SOURCE RECORDS =
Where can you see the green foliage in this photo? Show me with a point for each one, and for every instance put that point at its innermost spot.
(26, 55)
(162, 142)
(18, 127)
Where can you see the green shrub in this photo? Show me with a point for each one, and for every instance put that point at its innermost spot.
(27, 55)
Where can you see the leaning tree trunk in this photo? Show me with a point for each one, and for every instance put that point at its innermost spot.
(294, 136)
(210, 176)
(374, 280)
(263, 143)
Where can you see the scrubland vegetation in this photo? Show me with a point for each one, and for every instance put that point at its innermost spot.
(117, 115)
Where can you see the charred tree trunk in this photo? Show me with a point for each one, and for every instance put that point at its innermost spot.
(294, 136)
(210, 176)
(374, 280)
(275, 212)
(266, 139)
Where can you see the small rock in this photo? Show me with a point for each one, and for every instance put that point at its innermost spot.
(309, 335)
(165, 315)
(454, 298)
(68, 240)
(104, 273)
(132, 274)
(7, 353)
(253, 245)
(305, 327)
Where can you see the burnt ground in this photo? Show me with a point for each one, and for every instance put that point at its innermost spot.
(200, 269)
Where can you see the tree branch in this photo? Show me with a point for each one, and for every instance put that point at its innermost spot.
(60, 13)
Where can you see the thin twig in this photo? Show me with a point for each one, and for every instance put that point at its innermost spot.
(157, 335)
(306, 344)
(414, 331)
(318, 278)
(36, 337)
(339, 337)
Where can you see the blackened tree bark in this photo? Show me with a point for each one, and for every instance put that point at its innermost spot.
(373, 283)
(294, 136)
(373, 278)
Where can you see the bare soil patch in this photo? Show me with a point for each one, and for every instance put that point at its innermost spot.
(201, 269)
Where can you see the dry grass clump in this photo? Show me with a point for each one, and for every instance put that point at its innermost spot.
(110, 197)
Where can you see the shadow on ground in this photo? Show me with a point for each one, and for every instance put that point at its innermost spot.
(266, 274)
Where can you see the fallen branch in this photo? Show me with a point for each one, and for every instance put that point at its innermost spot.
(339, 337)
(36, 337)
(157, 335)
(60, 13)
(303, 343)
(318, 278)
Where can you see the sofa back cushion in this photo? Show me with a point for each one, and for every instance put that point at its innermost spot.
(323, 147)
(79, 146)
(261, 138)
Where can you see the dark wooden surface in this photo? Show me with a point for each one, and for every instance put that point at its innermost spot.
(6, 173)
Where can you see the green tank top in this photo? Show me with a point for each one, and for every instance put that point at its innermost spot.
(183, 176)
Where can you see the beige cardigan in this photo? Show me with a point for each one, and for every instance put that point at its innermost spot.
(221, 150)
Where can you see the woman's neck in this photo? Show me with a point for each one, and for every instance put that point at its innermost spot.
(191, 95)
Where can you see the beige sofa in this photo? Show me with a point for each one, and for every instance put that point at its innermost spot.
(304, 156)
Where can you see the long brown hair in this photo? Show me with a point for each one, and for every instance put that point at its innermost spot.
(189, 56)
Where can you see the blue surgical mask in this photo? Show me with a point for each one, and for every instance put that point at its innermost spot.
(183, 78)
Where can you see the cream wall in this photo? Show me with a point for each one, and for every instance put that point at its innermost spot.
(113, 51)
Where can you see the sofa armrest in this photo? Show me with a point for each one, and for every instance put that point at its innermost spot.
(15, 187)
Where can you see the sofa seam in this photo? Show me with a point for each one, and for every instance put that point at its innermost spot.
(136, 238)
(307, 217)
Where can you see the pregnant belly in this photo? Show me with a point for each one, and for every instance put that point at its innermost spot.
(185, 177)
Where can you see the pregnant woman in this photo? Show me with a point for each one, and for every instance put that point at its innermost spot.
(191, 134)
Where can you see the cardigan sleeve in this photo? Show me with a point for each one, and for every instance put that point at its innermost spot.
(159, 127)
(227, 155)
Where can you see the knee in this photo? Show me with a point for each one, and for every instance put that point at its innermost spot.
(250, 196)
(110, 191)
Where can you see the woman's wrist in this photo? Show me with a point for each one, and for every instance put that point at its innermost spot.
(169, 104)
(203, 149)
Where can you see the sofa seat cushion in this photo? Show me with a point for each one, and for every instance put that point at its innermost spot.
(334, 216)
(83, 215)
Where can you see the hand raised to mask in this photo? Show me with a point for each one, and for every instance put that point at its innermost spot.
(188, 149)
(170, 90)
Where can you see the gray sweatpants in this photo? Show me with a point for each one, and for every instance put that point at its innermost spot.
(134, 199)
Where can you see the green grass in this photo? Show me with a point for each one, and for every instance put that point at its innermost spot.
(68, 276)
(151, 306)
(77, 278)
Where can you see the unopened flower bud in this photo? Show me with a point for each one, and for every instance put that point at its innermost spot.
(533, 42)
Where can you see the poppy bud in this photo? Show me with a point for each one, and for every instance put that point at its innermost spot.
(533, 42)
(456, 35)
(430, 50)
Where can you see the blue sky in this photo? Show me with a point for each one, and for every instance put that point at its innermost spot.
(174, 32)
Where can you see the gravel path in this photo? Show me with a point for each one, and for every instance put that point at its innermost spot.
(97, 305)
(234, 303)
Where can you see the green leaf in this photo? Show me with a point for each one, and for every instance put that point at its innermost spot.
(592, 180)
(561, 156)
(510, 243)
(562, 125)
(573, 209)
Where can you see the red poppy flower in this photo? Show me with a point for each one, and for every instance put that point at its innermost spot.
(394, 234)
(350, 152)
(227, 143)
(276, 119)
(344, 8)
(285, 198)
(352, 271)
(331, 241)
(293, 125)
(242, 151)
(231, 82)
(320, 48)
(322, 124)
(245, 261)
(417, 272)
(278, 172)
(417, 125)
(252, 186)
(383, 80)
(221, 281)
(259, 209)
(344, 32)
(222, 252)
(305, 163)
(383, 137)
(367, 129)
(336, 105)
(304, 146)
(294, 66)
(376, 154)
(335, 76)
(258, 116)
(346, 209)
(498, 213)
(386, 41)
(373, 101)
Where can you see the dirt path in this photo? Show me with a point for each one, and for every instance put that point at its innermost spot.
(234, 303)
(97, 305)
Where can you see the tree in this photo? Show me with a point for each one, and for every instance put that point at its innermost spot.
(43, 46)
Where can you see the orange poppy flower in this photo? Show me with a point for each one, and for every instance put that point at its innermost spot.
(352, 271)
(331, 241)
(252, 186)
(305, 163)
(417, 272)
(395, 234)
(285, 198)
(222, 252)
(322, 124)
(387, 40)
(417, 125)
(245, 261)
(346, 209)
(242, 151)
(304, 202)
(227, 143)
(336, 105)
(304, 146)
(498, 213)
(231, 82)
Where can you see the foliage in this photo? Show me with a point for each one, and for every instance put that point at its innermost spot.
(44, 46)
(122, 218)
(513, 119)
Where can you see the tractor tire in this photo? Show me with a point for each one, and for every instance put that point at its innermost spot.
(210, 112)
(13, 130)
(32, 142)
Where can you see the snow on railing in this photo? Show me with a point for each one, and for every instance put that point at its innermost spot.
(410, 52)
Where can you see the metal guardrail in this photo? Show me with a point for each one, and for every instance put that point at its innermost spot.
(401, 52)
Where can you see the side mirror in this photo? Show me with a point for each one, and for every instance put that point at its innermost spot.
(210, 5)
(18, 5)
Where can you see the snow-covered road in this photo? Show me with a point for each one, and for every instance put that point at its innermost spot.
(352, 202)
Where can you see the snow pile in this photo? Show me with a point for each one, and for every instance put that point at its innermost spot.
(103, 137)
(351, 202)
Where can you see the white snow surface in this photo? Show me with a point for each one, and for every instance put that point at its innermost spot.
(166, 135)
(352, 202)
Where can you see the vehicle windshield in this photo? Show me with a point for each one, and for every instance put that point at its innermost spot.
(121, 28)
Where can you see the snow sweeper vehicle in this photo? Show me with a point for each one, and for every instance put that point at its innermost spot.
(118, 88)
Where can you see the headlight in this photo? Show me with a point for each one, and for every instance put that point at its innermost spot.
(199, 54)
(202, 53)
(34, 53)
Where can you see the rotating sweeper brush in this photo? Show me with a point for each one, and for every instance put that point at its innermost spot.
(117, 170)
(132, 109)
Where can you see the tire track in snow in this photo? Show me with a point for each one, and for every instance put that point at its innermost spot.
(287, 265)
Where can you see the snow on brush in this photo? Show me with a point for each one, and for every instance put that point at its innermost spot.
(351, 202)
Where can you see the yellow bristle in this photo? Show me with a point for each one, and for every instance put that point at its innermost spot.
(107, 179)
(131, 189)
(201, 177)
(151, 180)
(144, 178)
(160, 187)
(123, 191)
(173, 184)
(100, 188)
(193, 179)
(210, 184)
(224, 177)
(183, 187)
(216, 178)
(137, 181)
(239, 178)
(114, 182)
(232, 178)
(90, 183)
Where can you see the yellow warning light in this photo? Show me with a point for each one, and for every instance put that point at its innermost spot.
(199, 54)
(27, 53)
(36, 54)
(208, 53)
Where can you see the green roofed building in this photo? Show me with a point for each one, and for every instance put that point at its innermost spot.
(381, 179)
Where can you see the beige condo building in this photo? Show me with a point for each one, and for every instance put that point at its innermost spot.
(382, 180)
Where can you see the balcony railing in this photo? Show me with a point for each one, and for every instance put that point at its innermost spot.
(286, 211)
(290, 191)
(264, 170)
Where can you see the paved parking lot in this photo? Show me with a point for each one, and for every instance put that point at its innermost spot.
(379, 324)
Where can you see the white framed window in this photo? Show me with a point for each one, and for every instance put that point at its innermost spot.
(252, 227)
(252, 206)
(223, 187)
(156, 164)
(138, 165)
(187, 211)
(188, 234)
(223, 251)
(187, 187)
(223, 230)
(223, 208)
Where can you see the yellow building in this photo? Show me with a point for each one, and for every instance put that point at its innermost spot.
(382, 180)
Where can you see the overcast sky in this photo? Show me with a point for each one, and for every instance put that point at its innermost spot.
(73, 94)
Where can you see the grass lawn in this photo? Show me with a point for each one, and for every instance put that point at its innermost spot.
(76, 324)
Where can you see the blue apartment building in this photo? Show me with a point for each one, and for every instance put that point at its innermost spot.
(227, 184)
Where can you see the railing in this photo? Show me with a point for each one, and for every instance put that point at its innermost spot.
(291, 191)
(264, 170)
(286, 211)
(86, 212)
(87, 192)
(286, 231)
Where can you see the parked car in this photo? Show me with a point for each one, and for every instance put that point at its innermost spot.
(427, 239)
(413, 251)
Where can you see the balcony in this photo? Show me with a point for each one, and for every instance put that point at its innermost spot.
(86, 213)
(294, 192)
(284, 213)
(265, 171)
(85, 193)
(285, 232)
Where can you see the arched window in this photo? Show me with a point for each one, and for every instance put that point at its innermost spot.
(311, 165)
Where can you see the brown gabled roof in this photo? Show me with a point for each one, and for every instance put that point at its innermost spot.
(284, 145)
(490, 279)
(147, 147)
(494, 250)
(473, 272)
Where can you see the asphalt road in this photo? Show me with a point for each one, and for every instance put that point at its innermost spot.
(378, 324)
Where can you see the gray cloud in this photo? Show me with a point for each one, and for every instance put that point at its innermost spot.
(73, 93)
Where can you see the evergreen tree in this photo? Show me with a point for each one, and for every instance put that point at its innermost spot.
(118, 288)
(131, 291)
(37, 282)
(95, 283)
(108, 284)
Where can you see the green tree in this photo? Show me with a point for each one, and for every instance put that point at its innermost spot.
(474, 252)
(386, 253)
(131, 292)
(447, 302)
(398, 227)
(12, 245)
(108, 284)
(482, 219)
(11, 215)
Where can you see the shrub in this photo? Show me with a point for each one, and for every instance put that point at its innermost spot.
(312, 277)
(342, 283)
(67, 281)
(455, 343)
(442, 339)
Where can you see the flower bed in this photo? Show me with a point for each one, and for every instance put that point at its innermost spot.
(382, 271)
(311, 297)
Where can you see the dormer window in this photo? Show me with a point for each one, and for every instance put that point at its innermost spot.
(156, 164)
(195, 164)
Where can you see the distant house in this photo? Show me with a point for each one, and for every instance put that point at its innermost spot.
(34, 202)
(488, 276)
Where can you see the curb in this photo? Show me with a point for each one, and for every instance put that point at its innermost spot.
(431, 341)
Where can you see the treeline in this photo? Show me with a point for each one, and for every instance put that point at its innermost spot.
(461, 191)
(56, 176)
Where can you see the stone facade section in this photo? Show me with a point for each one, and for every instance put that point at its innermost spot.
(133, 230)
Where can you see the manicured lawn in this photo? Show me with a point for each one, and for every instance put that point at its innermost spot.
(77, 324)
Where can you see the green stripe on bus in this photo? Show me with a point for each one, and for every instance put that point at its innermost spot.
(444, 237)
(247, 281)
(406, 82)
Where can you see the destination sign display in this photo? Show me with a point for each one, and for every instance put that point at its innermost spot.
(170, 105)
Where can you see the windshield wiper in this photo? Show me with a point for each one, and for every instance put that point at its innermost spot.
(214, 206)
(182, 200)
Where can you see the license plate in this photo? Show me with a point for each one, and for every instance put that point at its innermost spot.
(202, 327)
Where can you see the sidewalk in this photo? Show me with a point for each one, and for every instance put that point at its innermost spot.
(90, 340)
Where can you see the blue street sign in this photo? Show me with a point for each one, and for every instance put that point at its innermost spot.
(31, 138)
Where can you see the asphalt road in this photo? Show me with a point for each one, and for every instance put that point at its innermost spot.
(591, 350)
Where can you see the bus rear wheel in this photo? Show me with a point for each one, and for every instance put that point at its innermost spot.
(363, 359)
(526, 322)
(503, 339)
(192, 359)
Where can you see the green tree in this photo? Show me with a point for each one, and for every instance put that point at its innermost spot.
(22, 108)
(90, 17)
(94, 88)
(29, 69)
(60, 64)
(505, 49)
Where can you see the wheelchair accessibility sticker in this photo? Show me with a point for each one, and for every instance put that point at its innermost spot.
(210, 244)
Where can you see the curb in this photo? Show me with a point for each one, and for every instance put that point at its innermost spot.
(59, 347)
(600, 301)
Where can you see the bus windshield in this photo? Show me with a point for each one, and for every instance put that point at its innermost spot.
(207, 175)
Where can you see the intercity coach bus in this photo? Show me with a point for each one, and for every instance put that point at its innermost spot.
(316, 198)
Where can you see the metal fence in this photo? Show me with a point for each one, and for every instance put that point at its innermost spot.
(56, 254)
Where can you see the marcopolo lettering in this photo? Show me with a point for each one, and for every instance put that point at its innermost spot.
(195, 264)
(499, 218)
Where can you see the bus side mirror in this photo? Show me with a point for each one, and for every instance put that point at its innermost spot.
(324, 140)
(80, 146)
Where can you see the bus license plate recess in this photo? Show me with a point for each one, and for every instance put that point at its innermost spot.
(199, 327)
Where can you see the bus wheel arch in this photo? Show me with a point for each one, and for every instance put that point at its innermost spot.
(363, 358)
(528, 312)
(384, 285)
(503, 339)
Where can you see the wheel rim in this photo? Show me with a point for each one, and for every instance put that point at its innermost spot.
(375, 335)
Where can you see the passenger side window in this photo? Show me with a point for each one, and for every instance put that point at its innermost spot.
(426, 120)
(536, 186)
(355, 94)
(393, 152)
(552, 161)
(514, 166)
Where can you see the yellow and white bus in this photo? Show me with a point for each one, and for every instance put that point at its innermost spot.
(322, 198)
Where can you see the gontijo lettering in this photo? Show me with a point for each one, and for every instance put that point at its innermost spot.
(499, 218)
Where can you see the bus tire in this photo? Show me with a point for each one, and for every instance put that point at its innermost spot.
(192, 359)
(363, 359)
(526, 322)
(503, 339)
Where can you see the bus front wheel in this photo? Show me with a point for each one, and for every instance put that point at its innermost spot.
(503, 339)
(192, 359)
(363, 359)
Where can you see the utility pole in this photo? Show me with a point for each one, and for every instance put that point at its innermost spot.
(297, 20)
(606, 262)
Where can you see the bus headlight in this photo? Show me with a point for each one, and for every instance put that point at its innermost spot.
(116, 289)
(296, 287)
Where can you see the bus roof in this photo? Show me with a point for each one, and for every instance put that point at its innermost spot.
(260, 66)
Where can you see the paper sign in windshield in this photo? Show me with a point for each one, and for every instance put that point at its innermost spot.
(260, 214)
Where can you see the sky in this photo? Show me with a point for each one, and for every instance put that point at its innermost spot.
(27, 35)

WORK INSTRUCTIONS = Return the lines from the line containing "Where can you see the wheel rim" to the end of the entries above, exactly as they appear and with no other output.

RESULT =
Where can you see the wheel rim in this photo? Show me with a point for each one, and for every instance put that point at its innermost spot.
(375, 335)
Where can you see the passenger side window in this photo? Show me with a point for each one, and for every instance put that point at its innermost spot.
(426, 120)
(536, 186)
(355, 94)
(393, 152)
(552, 161)
(514, 166)
Where can you see the yellow and white bus in this photo? Show me with a point for each one, and for every instance put that point at its innermost spot.
(322, 198)
Where can you see the gontijo lettering in this photo? Show me with a point for each one, and for every instance put that point at its innermost spot.
(499, 218)
Where can you see the bus tire in this photo? Show me with a point for each one, and for every instance put that point at its innermost spot.
(192, 359)
(363, 359)
(526, 322)
(503, 339)
Where can you see the bus front wheel in this photo? Show me with a point for each one, and for every instance put that point at its innermost spot.
(503, 339)
(192, 359)
(363, 359)
Where can you see the utility pole in this photo? Show me with a point for each one, and for every instance put that point at its innermost spot.
(297, 20)
(606, 262)
Where can you see the bus headlight in this photo? Show me with a point for each one, and for every instance put that point at its innermost spot.
(116, 289)
(296, 287)
Where can you see the bus roof in this photo? Show me with a point for each one, and for every instance put that point at its innermost spot.
(260, 66)
Where can you see the paper sign in windshield in this photo? Show me with a point for each one, and for every instance put that point at its innermost spot.
(260, 214)
Where can you see the sky in this photo? Show me with a point for each one, and for every instance put that point at its innermost spot.
(27, 35)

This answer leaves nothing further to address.